**Texto proporcionado**
>>>>>
Homero Manzi escribió: Nostalgias de las cosas que han pasado,/ arena que la vida se llevó/ pesadumbres de barrios que han cambiado/ y amargura del sueño que murió.

Gracias a esta nostalgia militante recuerdo. Gracias a esta nostalgia permanente escribo. Gracias a esta nostalgia añeja y presente vivo.

Lo que mejor hago es recordar cada lugar, cada sonrisa, cada época. Hoy me levanté viendo mi cara graciosa y deformada en el reflejo de aquellos enormes bombillos navideños que mamá compró en 1964. Rojos, amarillos, verdes, azules y fucsias. Las lucecitas les daban un brillo diferente que al de los otros bombillos, «los finos», esos que mamá guardaba con extremo cuidado y al sacarlos advertía: no tocarás. Pero a mí me gustaban los grandes e irrompibles.
<<<<<
**Consigna 1**
Extrae y copia cada una de las filas que contengan la cadena "uniform".
**Consigna 2**
Prosigue el texto sobre la nostalgia y los bombillos navideños a partir de su última oración.
El texto y las filas son materiales independientes entre sí.

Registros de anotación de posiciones
>>>>>
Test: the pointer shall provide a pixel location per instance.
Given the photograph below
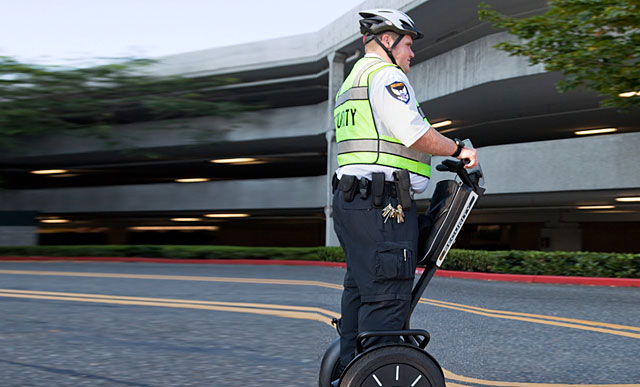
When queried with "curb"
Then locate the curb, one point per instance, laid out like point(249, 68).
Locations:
point(543, 279)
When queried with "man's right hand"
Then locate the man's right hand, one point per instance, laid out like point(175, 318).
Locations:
point(469, 154)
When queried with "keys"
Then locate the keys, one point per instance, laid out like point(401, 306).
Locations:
point(390, 212)
point(399, 214)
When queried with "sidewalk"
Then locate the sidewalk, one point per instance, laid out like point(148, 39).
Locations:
point(547, 279)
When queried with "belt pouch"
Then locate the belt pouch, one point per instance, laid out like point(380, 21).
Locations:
point(363, 185)
point(348, 185)
point(403, 185)
point(377, 188)
point(334, 182)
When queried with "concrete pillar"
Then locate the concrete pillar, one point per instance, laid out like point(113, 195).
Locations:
point(561, 237)
point(18, 228)
point(336, 77)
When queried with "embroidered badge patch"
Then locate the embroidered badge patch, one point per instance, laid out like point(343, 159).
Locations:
point(399, 91)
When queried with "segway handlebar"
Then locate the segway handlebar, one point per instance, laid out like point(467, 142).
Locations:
point(470, 179)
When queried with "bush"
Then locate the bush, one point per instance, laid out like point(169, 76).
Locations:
point(586, 264)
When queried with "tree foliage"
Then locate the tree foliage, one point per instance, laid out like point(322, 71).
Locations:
point(37, 100)
point(594, 43)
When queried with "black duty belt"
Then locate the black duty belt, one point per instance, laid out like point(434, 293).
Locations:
point(376, 187)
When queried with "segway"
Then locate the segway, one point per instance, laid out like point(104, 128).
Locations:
point(406, 363)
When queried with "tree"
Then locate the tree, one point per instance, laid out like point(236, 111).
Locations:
point(594, 43)
point(38, 100)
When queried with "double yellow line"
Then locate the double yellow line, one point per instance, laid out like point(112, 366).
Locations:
point(311, 313)
point(297, 312)
point(613, 329)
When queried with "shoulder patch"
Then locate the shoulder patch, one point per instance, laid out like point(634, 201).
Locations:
point(399, 91)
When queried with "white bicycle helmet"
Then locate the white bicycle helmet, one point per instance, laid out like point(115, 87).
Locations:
point(379, 20)
point(376, 21)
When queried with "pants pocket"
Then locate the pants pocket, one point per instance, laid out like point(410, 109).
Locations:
point(395, 260)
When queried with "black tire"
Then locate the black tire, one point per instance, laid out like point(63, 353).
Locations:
point(330, 365)
point(394, 365)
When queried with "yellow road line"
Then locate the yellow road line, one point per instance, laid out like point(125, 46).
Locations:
point(584, 322)
point(600, 327)
point(313, 309)
point(298, 312)
point(539, 321)
point(177, 304)
point(176, 278)
point(465, 379)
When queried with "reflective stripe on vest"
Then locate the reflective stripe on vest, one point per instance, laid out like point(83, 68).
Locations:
point(358, 139)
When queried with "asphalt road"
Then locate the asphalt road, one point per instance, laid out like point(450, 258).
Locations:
point(83, 324)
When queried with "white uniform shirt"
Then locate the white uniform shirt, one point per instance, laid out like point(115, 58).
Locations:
point(396, 115)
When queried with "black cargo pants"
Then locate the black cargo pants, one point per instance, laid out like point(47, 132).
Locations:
point(381, 263)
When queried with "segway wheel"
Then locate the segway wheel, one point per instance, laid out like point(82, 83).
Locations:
point(393, 366)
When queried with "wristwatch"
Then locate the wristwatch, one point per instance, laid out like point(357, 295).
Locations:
point(460, 145)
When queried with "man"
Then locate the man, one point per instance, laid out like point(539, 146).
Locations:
point(380, 132)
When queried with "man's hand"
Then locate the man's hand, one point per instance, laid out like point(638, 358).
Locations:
point(469, 154)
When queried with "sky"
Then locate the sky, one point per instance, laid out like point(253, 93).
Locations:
point(77, 32)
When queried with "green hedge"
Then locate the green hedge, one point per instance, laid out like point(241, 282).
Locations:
point(586, 264)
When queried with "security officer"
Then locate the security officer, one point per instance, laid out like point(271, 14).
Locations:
point(381, 132)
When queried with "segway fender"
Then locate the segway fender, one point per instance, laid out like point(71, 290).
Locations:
point(330, 365)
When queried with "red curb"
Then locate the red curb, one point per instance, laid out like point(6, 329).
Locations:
point(547, 279)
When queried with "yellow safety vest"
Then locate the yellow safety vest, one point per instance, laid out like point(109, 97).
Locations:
point(359, 141)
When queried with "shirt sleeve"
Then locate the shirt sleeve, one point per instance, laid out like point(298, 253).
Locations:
point(394, 105)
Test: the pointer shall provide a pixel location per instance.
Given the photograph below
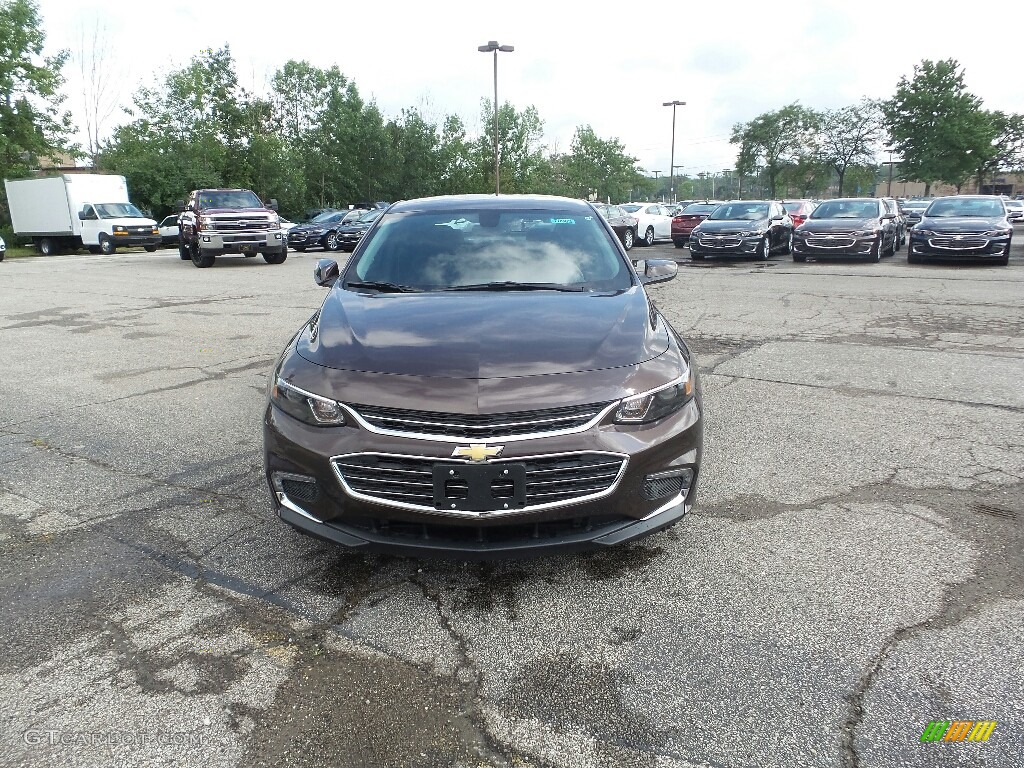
<<<<<
**Respuesta del ejercicio 1**
When queried with "white uniform shirt"
Then locate the white uniform shirt, one point per instance, laid out like point(115, 58).

**Respuesta del ejercicio 2**
En casa no se decoraba un pino ni un ciprés verde intenso de hojas escamosas, no, decorabamos un árbol seco y grisáceo que resucitaba gracias a la magia de los bombillos y las luces. Hoy se me antoja que maquillabamos un muerto, pero quedaba imponente. La sala toda se vestía de alegría.

Mamá nunca hizo un nacimiento, no hacía falta, el Niño Dios de todas maneras dejaba regalos porque le habíamos ido a cantar en la casa de la señora Irene. Frente a un enorme nacimiento sacábamos, cada noche, las maracas, panderetas, pitos, matracas y tambores para cantar a gritos destemplados Dulce Jesús mío, mi niño adorado… Claveles y rosas, la cuna adornada… Hacia Belén va una burra rin rin… No sabíamos qué era ser virgen, dónde quedaba Belén y por qué la burra se iba allá, no sabíamos por qué adorábamos a ese niño de yeso, de porcelana, de madera, de cerámica.

Tampoco sabíamos que éramos felices, pero lo éramos.

No recuerdo elegantes y derrochadoras cenas, pero sí el frío de la aburrida misa de gallo en la iglesia San Agustín o en la Matriz y la recompensa en forma de galletas y agua de canela.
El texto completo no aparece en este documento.